▸ What you will do
Copy every record below word for word, leaving out the pictures.

[Dataset records]
%%
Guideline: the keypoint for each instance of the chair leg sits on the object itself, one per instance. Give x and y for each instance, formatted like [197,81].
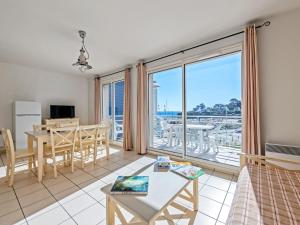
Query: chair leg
[34,163]
[72,162]
[12,174]
[54,165]
[45,167]
[64,158]
[82,158]
[95,154]
[8,168]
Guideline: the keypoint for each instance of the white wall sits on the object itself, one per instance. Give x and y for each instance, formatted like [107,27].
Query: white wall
[279,67]
[24,83]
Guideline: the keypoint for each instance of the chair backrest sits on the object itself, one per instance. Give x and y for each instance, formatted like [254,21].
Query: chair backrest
[88,134]
[40,127]
[106,123]
[102,133]
[63,137]
[71,123]
[8,144]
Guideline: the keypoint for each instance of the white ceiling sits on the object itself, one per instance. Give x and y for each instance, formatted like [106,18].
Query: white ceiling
[43,34]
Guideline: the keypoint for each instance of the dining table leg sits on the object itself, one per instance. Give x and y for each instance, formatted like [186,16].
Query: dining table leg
[40,158]
[107,148]
[30,150]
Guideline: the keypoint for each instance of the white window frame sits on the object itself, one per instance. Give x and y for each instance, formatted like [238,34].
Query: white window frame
[182,63]
[108,80]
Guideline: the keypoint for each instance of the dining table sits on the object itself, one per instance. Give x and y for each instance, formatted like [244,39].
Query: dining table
[39,138]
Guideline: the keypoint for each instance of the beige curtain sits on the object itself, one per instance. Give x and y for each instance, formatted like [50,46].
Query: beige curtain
[97,100]
[141,109]
[127,141]
[251,120]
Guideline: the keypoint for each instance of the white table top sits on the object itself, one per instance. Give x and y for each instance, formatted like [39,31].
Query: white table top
[163,187]
[196,126]
[36,134]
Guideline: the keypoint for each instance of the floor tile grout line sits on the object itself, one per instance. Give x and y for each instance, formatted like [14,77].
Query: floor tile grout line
[20,205]
[224,199]
[82,189]
[54,199]
[59,202]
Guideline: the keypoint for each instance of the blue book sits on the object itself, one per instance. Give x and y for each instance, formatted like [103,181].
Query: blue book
[131,185]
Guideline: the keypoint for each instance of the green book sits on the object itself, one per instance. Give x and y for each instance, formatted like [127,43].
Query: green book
[188,171]
[131,185]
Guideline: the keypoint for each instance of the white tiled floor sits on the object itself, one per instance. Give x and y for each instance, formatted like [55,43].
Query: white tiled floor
[75,198]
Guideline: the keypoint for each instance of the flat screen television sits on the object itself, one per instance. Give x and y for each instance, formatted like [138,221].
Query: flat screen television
[62,111]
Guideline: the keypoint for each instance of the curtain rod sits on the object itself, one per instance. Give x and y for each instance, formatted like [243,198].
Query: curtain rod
[106,75]
[265,24]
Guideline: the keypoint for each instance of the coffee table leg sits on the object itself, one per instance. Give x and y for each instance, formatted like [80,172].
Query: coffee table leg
[195,194]
[110,211]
%%
▸ Task answer
Guideline: the keypoint for each instance of the chair leg sits on the object itself, one per instance. Give x and y for each instance, formatted like [197,81].
Query: chair leg
[34,163]
[72,162]
[12,174]
[54,165]
[45,167]
[64,158]
[82,158]
[95,154]
[8,168]
Guideline: the keypoint for each instance of the white wall sits on the object itself, one per instance. Give x and y for each instance, formatted like [107,27].
Query: white wall
[279,67]
[24,83]
Guideline: the keypoint for each instance of the chair backrest sits on the object itself, one per instance. Give x and y for each instance, formatted like [254,21].
Query: chair backrest
[88,134]
[40,127]
[106,123]
[102,133]
[63,137]
[71,123]
[8,144]
Guideline: the keypoint for each instance of the white ceiling sits on the object itself, one per instance. Give x and y for each instance, formatted like [106,18].
Query: white ceiling
[43,34]
Guideline: the keypoint for each instance of the dining table leg sits on the object itself, one per instance. Give x and y for each instance, formatted like [186,16].
Query: dining table leg
[40,158]
[107,148]
[30,150]
Guideline: the keypoint for each instance of the white window frame sits on the object itself, one per instance. Give x and y for each instance, formatted like [238,34].
Query: white window frame
[182,63]
[108,80]
Guideline: the keypoint for each instance of the dining table sits on the object itself, one per instance. Give x and y for each instance, formatted like [244,39].
Query: dining table
[39,138]
Guideline: the keypoint for each instance of the beige curtain sits on the object itself, one per instance. Give x and y for each instance, formatted like [50,46].
Query: beige curtain
[97,100]
[141,109]
[127,141]
[251,120]
Guideline: the keypoint for each instance of the white table top sits on the object itself, one per instance. Give x and y for each instance, formatted like [39,31].
Query: white table top
[163,187]
[196,126]
[36,134]
Guideline: the keypoint for each instance of the floor tile grout line sits on the object itself, one per instance. Give x and y for each instance, formatted like [14,77].
Query: floor tile grout line
[20,205]
[224,199]
[82,189]
[54,199]
[59,202]
Guideline: the keypoint for each instance of the blue book sits on the object itself, one per instance. Give x and y for each instance, formatted like [103,181].
Query: blue book
[131,185]
Guideline: the keypoint for each instance of the green book sits on the object itself, one per instance. Give x and y for each instance, formatted like [127,43].
Query: green book
[188,171]
[131,185]
Guideline: the keypoint for each instance of the white tiled floor sits on the object itself, one per instance. Give x and y for each instance, formatted like [55,43].
Query: white tiled floor
[75,198]
Guideline: the keypoint for each instance of the flat screen television sits on the object itself, one per instance. Give x and y for each instance, formatted like [138,221].
Query: flat screen television
[62,111]
Guideline: the keypoint for each instance of the curtain rod sits on the object itself, one per instance. Give x and y for each instance, formatted like [243,198].
Query: curtain rod
[106,75]
[265,24]
Guideline: the keypoint for each instance of the coffee table leg sits on the object itself, one per instance. Give x and y for each instance, formatted like [80,172].
Query: coffee table leg
[195,194]
[110,211]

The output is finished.